■ **The task**: What do the lines from the one containing "of the metal" through the end of the entries say? Quote them exactly, and only them.

■ **Data**:
-- begin --

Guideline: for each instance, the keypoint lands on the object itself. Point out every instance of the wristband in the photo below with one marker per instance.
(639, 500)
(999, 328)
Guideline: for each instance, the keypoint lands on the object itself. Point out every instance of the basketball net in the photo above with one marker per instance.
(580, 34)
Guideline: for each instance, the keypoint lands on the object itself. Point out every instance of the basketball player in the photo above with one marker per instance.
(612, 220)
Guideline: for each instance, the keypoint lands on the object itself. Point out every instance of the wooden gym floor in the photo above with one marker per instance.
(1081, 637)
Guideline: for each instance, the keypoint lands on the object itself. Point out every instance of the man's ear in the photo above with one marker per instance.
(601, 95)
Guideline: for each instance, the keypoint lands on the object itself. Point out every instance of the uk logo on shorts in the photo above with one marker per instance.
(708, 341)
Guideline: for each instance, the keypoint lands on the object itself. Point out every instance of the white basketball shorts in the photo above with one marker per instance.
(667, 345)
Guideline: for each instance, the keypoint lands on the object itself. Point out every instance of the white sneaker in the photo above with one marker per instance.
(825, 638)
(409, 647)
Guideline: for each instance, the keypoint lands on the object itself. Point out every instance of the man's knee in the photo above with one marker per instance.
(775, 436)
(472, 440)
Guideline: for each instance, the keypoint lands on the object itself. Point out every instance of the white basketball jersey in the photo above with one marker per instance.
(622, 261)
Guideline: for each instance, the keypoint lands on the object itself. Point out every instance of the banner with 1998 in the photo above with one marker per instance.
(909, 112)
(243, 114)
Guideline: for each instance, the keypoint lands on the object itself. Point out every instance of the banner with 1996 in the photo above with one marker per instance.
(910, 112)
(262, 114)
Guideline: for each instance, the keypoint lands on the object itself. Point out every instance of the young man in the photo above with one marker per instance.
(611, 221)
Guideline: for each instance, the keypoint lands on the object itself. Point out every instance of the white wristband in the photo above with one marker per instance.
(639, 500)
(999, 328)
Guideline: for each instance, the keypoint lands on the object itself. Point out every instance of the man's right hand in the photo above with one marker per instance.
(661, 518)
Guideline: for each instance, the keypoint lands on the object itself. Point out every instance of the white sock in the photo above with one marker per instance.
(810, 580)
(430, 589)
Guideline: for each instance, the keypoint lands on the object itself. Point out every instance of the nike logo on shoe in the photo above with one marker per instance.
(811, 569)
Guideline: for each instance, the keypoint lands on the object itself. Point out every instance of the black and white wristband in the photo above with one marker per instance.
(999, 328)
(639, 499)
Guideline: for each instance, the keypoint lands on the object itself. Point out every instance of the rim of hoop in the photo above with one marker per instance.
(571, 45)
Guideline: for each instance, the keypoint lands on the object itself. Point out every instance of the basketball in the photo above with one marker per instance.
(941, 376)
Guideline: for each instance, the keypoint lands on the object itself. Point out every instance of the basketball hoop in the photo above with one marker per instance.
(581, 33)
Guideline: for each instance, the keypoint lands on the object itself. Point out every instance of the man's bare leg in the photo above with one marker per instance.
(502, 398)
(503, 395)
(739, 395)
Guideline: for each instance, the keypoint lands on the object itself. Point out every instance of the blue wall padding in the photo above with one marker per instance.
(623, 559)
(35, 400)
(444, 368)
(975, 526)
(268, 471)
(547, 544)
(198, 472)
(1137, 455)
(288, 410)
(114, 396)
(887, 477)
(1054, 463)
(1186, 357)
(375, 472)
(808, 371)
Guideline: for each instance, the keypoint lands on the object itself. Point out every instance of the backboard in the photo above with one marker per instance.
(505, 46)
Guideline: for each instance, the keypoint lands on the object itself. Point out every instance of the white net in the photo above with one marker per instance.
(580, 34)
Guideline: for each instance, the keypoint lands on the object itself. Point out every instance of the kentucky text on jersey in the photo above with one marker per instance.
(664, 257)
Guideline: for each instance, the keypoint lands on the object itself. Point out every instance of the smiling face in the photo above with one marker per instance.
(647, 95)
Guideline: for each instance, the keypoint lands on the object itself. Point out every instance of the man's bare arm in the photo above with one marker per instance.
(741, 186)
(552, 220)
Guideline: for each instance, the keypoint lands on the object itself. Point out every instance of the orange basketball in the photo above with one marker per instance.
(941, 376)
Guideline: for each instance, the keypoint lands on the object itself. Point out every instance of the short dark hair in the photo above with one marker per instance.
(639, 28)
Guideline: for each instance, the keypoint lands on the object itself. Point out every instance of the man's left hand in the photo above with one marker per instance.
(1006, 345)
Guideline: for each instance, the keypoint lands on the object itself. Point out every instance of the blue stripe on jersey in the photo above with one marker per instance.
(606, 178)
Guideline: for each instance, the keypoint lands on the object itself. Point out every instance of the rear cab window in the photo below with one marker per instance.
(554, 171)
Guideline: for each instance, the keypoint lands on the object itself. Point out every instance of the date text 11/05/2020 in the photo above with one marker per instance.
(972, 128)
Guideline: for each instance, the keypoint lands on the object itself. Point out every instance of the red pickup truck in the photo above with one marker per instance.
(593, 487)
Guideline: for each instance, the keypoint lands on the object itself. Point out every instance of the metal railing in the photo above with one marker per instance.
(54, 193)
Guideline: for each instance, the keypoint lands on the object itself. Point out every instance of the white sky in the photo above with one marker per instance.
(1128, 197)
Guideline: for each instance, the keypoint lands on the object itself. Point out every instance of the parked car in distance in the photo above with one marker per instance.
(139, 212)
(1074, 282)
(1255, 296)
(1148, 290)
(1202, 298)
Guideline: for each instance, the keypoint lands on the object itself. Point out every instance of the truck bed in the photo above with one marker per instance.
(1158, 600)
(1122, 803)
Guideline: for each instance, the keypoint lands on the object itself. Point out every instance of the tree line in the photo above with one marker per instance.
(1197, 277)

-- end --

■ **Answer to the problem**:
Guideline: for each instance, the keypoint lands on the object itself. Point out every instance of the metal railing in the photo above with one marker per instance.
(54, 193)
Guideline: for each instance, the keypoint lands on the object itself. Point out every instance of the white sky in the photo above with one marker per instance.
(1128, 197)
Guideline: for each instance, the keypoint lands on the object itself. Point out every instance of the parked car in distance in the photo above with one marker per instance.
(139, 212)
(1074, 282)
(1255, 296)
(1148, 290)
(1202, 298)
Guideline: for each instance, the keypoint lands on the object itself. Point out every instance of the truck bed in the photo above with one marker per instance.
(1158, 600)
(1122, 803)
Guideline: for each instance, the keypoint lands on the object itself. Point out every instance of the tree line in the photo above with one marker per instance.
(1197, 277)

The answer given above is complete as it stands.